PROBLEM STATEMENT>
Only the lines from the beginning of the data below through the line containing "--target backpack --coords=pixels" belong in the response, each copied exactly.

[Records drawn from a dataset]

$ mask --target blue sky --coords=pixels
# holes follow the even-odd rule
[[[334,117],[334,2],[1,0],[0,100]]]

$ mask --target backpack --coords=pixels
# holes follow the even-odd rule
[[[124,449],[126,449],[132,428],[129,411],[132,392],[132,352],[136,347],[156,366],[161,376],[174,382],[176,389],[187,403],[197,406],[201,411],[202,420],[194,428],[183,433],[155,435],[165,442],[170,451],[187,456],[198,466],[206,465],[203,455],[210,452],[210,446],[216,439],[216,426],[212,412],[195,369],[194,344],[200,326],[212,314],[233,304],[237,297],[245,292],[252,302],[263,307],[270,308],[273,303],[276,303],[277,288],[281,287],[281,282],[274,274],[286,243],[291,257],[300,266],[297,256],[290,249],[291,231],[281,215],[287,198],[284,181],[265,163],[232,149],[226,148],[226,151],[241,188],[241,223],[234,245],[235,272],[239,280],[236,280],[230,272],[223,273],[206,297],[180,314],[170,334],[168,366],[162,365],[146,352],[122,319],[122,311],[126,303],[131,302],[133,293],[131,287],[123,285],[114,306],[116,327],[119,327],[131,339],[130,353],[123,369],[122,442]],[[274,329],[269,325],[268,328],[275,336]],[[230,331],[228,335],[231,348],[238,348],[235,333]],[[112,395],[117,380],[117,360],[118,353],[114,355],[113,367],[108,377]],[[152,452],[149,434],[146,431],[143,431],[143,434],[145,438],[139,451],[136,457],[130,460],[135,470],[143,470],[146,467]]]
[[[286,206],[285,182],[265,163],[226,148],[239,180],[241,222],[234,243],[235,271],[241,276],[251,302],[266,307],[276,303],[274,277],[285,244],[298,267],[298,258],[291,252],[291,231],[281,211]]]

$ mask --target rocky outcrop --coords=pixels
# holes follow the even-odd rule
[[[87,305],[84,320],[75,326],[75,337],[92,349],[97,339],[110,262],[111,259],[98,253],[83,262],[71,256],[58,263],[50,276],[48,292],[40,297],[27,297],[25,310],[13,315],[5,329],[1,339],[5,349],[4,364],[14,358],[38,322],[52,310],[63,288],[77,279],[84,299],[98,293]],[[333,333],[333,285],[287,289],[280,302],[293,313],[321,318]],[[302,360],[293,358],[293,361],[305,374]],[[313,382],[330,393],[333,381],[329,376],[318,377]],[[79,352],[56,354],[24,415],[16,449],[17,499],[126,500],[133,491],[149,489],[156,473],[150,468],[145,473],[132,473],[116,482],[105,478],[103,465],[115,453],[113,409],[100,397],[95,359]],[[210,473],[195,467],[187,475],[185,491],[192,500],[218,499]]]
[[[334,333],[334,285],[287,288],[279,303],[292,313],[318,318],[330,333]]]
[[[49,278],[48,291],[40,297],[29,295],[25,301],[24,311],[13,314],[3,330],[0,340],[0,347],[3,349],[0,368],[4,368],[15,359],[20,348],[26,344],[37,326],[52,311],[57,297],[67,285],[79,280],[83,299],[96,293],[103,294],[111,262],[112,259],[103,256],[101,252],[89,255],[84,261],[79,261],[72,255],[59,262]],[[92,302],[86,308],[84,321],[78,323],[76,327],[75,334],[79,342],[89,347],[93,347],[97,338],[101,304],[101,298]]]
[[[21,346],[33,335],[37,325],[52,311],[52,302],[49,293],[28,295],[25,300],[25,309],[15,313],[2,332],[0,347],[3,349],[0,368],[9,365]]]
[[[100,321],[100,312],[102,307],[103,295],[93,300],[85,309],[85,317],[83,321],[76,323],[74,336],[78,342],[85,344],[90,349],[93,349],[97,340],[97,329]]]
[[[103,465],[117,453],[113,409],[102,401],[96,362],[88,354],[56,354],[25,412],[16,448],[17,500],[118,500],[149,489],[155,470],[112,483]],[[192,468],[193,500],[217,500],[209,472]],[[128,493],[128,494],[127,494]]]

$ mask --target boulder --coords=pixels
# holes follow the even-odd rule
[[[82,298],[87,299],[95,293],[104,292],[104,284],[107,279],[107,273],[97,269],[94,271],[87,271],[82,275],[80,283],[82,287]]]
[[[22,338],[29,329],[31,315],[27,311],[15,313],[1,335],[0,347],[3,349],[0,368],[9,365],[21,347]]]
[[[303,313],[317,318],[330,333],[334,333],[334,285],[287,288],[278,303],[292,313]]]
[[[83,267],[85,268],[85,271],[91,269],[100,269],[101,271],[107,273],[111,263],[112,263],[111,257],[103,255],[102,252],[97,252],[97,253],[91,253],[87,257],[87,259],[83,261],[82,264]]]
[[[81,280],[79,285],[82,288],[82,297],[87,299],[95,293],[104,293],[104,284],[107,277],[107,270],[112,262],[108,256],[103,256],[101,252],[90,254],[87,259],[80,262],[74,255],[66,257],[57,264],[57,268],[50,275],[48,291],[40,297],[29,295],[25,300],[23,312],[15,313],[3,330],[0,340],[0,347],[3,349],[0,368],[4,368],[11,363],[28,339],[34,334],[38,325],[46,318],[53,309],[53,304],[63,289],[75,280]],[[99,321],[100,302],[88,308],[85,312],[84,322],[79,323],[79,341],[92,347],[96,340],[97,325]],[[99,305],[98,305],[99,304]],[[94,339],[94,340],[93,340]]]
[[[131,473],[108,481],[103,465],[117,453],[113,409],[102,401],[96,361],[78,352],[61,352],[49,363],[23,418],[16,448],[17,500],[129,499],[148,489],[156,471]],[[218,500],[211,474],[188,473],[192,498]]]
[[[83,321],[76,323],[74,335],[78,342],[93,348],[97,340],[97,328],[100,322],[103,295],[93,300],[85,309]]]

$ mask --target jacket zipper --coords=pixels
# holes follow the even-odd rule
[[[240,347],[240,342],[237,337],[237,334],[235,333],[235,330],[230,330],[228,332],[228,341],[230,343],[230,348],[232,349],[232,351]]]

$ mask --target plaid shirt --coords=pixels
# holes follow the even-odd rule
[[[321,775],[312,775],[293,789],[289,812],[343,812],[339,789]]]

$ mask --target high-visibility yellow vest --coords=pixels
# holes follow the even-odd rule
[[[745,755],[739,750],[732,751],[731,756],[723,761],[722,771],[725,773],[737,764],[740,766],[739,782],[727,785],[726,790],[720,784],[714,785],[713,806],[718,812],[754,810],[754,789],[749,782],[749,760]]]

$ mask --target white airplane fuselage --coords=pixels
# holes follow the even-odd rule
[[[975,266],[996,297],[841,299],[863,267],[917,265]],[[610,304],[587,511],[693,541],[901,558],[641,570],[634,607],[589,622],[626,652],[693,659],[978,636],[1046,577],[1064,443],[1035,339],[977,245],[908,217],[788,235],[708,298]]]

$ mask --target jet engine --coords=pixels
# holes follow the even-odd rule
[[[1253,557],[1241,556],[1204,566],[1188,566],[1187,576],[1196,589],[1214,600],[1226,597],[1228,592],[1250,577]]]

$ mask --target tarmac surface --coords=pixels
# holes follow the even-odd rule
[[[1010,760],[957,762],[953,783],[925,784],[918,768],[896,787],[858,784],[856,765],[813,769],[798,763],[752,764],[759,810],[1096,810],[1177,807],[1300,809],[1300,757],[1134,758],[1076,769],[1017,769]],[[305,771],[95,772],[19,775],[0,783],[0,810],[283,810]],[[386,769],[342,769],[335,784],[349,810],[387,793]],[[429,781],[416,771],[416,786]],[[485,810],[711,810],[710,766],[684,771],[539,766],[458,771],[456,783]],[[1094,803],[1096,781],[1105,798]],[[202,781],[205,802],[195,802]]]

RESPONSE TO THE TASK>
$ mask --target blue sky --coords=pixels
# holes follow the even-odd rule
[[[334,117],[334,2],[1,0],[0,100]]]

$ mask --target backpack --coords=pixels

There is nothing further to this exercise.